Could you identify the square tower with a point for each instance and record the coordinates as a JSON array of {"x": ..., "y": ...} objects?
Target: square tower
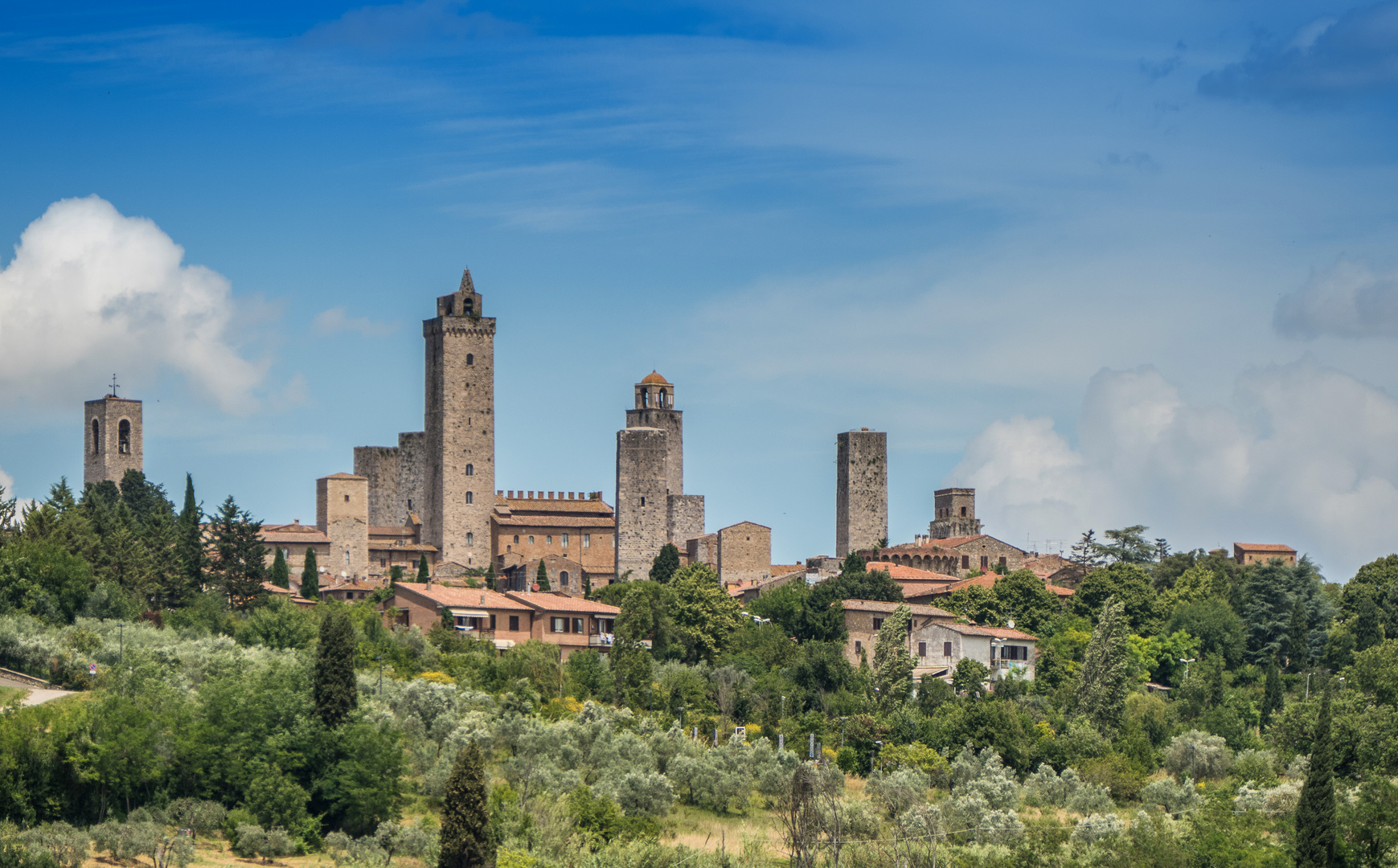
[
  {"x": 459, "y": 420},
  {"x": 112, "y": 436},
  {"x": 955, "y": 514},
  {"x": 860, "y": 489}
]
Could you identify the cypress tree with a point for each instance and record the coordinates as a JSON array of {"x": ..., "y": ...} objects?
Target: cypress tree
[
  {"x": 465, "y": 820},
  {"x": 666, "y": 563},
  {"x": 1316, "y": 809},
  {"x": 1298, "y": 639},
  {"x": 334, "y": 690},
  {"x": 1273, "y": 699},
  {"x": 280, "y": 573},
  {"x": 189, "y": 547},
  {"x": 310, "y": 576}
]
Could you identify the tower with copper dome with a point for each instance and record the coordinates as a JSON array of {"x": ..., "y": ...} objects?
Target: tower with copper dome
[{"x": 652, "y": 506}]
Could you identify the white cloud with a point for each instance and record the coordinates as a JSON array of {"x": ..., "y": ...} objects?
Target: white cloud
[
  {"x": 1301, "y": 455},
  {"x": 334, "y": 321},
  {"x": 91, "y": 293},
  {"x": 1345, "y": 301}
]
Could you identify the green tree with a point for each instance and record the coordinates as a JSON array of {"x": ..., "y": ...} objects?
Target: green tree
[
  {"x": 1102, "y": 691},
  {"x": 334, "y": 690},
  {"x": 465, "y": 821},
  {"x": 892, "y": 663},
  {"x": 1316, "y": 809},
  {"x": 310, "y": 576},
  {"x": 238, "y": 555},
  {"x": 666, "y": 563},
  {"x": 705, "y": 616},
  {"x": 280, "y": 573}
]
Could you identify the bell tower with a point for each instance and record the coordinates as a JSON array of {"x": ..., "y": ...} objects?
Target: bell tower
[{"x": 112, "y": 438}]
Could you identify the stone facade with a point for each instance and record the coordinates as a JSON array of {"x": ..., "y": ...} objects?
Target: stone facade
[
  {"x": 860, "y": 489},
  {"x": 342, "y": 516},
  {"x": 955, "y": 514},
  {"x": 113, "y": 438},
  {"x": 744, "y": 554}
]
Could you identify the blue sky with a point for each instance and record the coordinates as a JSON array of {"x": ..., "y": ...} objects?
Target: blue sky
[{"x": 1109, "y": 264}]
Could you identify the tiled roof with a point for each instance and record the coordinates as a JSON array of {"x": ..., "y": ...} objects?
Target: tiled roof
[
  {"x": 465, "y": 597},
  {"x": 878, "y": 605},
  {"x": 547, "y": 601},
  {"x": 970, "y": 629}
]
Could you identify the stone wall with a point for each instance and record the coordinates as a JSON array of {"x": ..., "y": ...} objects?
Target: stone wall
[
  {"x": 642, "y": 508},
  {"x": 860, "y": 489}
]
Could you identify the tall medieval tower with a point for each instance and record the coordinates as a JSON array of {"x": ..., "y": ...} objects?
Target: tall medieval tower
[
  {"x": 652, "y": 505},
  {"x": 860, "y": 489},
  {"x": 461, "y": 428},
  {"x": 112, "y": 432}
]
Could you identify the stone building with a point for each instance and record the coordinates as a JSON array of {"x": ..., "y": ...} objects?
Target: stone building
[
  {"x": 860, "y": 489},
  {"x": 955, "y": 514},
  {"x": 446, "y": 473},
  {"x": 527, "y": 526},
  {"x": 652, "y": 506},
  {"x": 112, "y": 431}
]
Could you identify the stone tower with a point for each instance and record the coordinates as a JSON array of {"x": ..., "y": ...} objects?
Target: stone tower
[
  {"x": 652, "y": 505},
  {"x": 955, "y": 514},
  {"x": 112, "y": 434},
  {"x": 459, "y": 484},
  {"x": 860, "y": 489}
]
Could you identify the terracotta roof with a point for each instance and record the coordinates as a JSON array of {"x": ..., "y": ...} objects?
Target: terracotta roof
[
  {"x": 465, "y": 597},
  {"x": 970, "y": 629},
  {"x": 546, "y": 522},
  {"x": 548, "y": 601},
  {"x": 878, "y": 605}
]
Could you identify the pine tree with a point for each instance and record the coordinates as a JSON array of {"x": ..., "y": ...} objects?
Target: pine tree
[
  {"x": 1316, "y": 809},
  {"x": 1273, "y": 699},
  {"x": 465, "y": 822},
  {"x": 1298, "y": 639},
  {"x": 334, "y": 690},
  {"x": 1102, "y": 692},
  {"x": 666, "y": 563},
  {"x": 280, "y": 573},
  {"x": 191, "y": 544},
  {"x": 310, "y": 576}
]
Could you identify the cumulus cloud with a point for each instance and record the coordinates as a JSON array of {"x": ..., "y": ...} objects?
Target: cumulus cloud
[
  {"x": 1301, "y": 455},
  {"x": 91, "y": 293},
  {"x": 336, "y": 321},
  {"x": 1326, "y": 59},
  {"x": 1345, "y": 301}
]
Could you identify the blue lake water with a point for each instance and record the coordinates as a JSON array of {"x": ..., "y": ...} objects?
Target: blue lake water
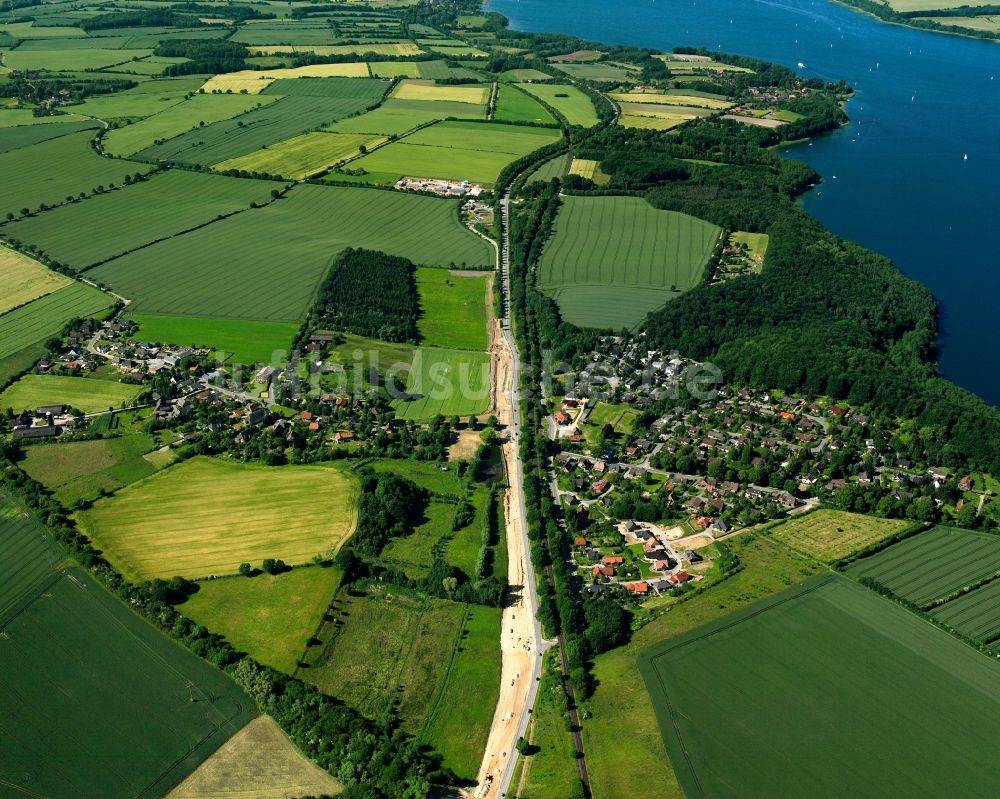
[{"x": 897, "y": 179}]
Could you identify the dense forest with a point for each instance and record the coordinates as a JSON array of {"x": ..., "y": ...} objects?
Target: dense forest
[{"x": 370, "y": 294}]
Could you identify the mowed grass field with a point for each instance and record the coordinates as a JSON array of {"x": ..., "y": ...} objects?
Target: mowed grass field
[
  {"x": 624, "y": 728},
  {"x": 259, "y": 762},
  {"x": 82, "y": 470},
  {"x": 24, "y": 330},
  {"x": 456, "y": 150},
  {"x": 831, "y": 534},
  {"x": 178, "y": 119},
  {"x": 159, "y": 207},
  {"x": 436, "y": 662},
  {"x": 453, "y": 309},
  {"x": 239, "y": 341},
  {"x": 932, "y": 565},
  {"x": 304, "y": 155},
  {"x": 262, "y": 127},
  {"x": 302, "y": 232},
  {"x": 573, "y": 104},
  {"x": 818, "y": 667},
  {"x": 89, "y": 395},
  {"x": 612, "y": 260},
  {"x": 448, "y": 382},
  {"x": 270, "y": 617},
  {"x": 70, "y": 653},
  {"x": 207, "y": 516},
  {"x": 23, "y": 279},
  {"x": 51, "y": 171}
]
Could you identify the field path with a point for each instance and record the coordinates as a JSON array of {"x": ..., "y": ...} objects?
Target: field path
[{"x": 521, "y": 641}]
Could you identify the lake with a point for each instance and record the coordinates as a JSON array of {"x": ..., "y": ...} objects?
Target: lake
[{"x": 916, "y": 175}]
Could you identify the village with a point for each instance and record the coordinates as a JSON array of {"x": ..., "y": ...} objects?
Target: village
[{"x": 650, "y": 478}]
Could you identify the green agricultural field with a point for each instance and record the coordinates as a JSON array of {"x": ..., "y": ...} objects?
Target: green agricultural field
[
  {"x": 241, "y": 341},
  {"x": 831, "y": 534},
  {"x": 262, "y": 127},
  {"x": 231, "y": 512},
  {"x": 23, "y": 331},
  {"x": 612, "y": 260},
  {"x": 458, "y": 723},
  {"x": 304, "y": 155},
  {"x": 89, "y": 395},
  {"x": 180, "y": 118},
  {"x": 457, "y": 150},
  {"x": 23, "y": 279},
  {"x": 70, "y": 653},
  {"x": 70, "y": 59},
  {"x": 164, "y": 205},
  {"x": 388, "y": 649},
  {"x": 448, "y": 382},
  {"x": 395, "y": 117},
  {"x": 453, "y": 309},
  {"x": 513, "y": 105},
  {"x": 304, "y": 232},
  {"x": 26, "y": 135},
  {"x": 82, "y": 470},
  {"x": 933, "y": 565},
  {"x": 368, "y": 89},
  {"x": 975, "y": 614},
  {"x": 624, "y": 727},
  {"x": 600, "y": 71},
  {"x": 270, "y": 617},
  {"x": 758, "y": 669},
  {"x": 51, "y": 171},
  {"x": 569, "y": 101}
]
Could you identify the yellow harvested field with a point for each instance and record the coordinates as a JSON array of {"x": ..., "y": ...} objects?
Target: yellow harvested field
[
  {"x": 427, "y": 90},
  {"x": 206, "y": 516},
  {"x": 256, "y": 81},
  {"x": 23, "y": 279},
  {"x": 379, "y": 48},
  {"x": 304, "y": 155},
  {"x": 583, "y": 167},
  {"x": 671, "y": 99},
  {"x": 832, "y": 534},
  {"x": 259, "y": 762}
]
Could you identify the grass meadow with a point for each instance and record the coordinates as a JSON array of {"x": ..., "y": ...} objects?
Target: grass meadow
[
  {"x": 611, "y": 260},
  {"x": 832, "y": 534},
  {"x": 303, "y": 232},
  {"x": 51, "y": 171},
  {"x": 164, "y": 205},
  {"x": 573, "y": 104},
  {"x": 86, "y": 701},
  {"x": 23, "y": 279},
  {"x": 89, "y": 395},
  {"x": 178, "y": 119},
  {"x": 453, "y": 309},
  {"x": 448, "y": 382},
  {"x": 931, "y": 566},
  {"x": 758, "y": 669},
  {"x": 82, "y": 470},
  {"x": 207, "y": 516},
  {"x": 624, "y": 728},
  {"x": 239, "y": 341},
  {"x": 270, "y": 617}
]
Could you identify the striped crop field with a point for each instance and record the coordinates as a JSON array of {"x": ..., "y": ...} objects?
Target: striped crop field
[
  {"x": 156, "y": 208},
  {"x": 622, "y": 244},
  {"x": 303, "y": 233},
  {"x": 976, "y": 614},
  {"x": 23, "y": 279},
  {"x": 288, "y": 117},
  {"x": 933, "y": 565}
]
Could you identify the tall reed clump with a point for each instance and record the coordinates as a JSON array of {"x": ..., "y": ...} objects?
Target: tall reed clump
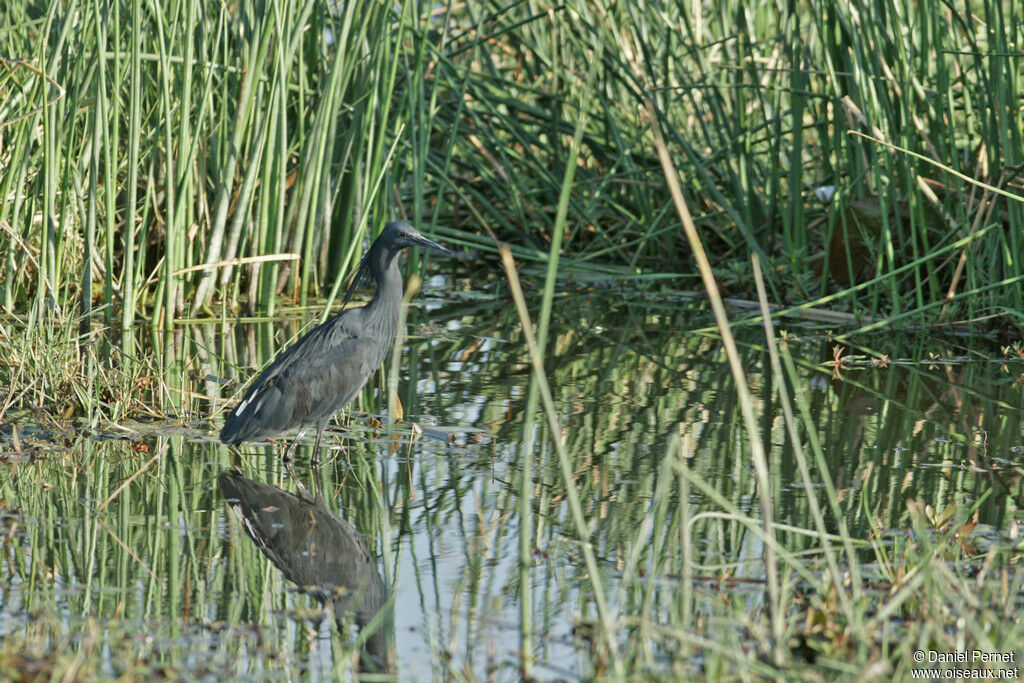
[{"x": 167, "y": 160}]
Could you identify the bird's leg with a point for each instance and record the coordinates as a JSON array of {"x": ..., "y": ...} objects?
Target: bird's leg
[
  {"x": 288, "y": 464},
  {"x": 314, "y": 462}
]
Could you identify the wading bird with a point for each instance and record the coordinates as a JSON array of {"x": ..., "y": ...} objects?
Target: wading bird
[{"x": 314, "y": 378}]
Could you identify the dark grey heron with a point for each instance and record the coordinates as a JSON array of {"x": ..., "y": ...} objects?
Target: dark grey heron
[
  {"x": 317, "y": 550},
  {"x": 318, "y": 375}
]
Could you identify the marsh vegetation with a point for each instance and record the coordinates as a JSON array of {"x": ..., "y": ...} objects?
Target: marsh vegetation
[{"x": 593, "y": 468}]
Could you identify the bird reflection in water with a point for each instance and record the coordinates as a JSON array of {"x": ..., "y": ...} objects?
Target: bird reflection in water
[{"x": 321, "y": 552}]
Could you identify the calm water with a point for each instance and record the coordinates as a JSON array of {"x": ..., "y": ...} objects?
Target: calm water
[{"x": 120, "y": 548}]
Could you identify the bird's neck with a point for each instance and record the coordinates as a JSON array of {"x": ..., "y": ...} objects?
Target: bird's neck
[{"x": 387, "y": 298}]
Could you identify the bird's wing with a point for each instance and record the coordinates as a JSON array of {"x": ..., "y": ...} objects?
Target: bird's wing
[{"x": 308, "y": 382}]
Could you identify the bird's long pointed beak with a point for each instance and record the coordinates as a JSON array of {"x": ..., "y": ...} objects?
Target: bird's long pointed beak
[{"x": 423, "y": 242}]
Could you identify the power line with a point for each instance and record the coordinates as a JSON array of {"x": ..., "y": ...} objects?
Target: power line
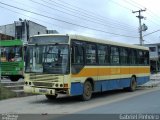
[
  {"x": 65, "y": 21},
  {"x": 92, "y": 13},
  {"x": 86, "y": 19},
  {"x": 150, "y": 12},
  {"x": 140, "y": 26},
  {"x": 151, "y": 32}
]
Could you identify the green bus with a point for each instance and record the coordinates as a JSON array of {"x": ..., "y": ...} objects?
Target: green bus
[{"x": 11, "y": 59}]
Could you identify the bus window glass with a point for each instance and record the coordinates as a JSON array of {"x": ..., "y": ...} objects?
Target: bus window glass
[
  {"x": 124, "y": 56},
  {"x": 114, "y": 55},
  {"x": 103, "y": 54},
  {"x": 11, "y": 54},
  {"x": 90, "y": 54}
]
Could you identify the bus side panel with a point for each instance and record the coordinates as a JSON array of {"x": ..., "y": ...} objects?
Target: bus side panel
[
  {"x": 105, "y": 85},
  {"x": 142, "y": 80}
]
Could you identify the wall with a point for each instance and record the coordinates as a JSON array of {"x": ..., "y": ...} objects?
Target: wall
[{"x": 8, "y": 29}]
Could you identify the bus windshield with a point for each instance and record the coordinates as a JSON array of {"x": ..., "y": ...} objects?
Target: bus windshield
[
  {"x": 11, "y": 54},
  {"x": 51, "y": 59}
]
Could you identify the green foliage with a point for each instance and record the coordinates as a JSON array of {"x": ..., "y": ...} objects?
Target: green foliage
[{"x": 5, "y": 93}]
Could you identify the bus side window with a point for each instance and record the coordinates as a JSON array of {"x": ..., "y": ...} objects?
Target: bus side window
[
  {"x": 124, "y": 56},
  {"x": 115, "y": 55},
  {"x": 90, "y": 54},
  {"x": 77, "y": 57},
  {"x": 103, "y": 54}
]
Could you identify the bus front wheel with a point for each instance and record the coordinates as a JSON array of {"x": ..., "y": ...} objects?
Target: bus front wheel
[
  {"x": 87, "y": 91},
  {"x": 14, "y": 78},
  {"x": 51, "y": 97}
]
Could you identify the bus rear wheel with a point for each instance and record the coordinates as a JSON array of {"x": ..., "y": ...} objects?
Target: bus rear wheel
[
  {"x": 14, "y": 78},
  {"x": 87, "y": 91},
  {"x": 51, "y": 97}
]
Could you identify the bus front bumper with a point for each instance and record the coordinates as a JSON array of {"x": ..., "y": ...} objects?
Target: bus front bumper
[{"x": 45, "y": 91}]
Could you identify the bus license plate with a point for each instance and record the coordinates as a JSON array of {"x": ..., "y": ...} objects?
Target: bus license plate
[{"x": 43, "y": 90}]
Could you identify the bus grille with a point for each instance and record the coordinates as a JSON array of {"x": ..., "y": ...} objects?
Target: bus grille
[
  {"x": 43, "y": 77},
  {"x": 9, "y": 66},
  {"x": 42, "y": 84}
]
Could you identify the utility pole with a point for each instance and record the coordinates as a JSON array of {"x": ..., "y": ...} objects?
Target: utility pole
[{"x": 140, "y": 26}]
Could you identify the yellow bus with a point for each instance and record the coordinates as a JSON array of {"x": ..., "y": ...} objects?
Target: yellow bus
[{"x": 76, "y": 65}]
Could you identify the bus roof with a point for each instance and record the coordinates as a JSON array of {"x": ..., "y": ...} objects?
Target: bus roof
[
  {"x": 15, "y": 42},
  {"x": 90, "y": 39}
]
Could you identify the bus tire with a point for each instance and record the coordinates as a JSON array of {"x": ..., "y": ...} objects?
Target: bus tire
[
  {"x": 51, "y": 97},
  {"x": 133, "y": 84},
  {"x": 14, "y": 78},
  {"x": 87, "y": 91}
]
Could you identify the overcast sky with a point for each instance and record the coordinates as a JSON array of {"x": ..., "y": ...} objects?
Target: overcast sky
[{"x": 106, "y": 19}]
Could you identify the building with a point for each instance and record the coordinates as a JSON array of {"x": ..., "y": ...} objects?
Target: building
[
  {"x": 5, "y": 37},
  {"x": 154, "y": 56},
  {"x": 23, "y": 29}
]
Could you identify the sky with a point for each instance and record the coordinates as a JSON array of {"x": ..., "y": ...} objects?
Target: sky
[{"x": 105, "y": 19}]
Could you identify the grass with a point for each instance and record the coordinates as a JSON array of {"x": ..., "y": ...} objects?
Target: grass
[{"x": 5, "y": 93}]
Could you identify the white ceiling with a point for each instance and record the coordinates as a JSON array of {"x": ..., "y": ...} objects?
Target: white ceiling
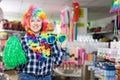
[{"x": 96, "y": 8}]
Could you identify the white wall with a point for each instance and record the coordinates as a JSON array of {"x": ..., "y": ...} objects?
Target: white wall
[{"x": 101, "y": 22}]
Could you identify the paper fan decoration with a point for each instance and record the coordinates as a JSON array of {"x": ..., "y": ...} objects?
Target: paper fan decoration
[{"x": 115, "y": 7}]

__________________________________________________

Using the records above, print exactly the run of lines that starts with the line with "Target: square tower" and goes on through the line with "Could you identify the cypress", pictures excluded.

# The answer:
Target: square tower
[
  {"x": 459, "y": 420},
  {"x": 112, "y": 436},
  {"x": 955, "y": 514},
  {"x": 860, "y": 489}
]
Could you identify the cypress tree with a point for each instance and record the coordinates as a JSON array of {"x": ..., "y": ...} objects?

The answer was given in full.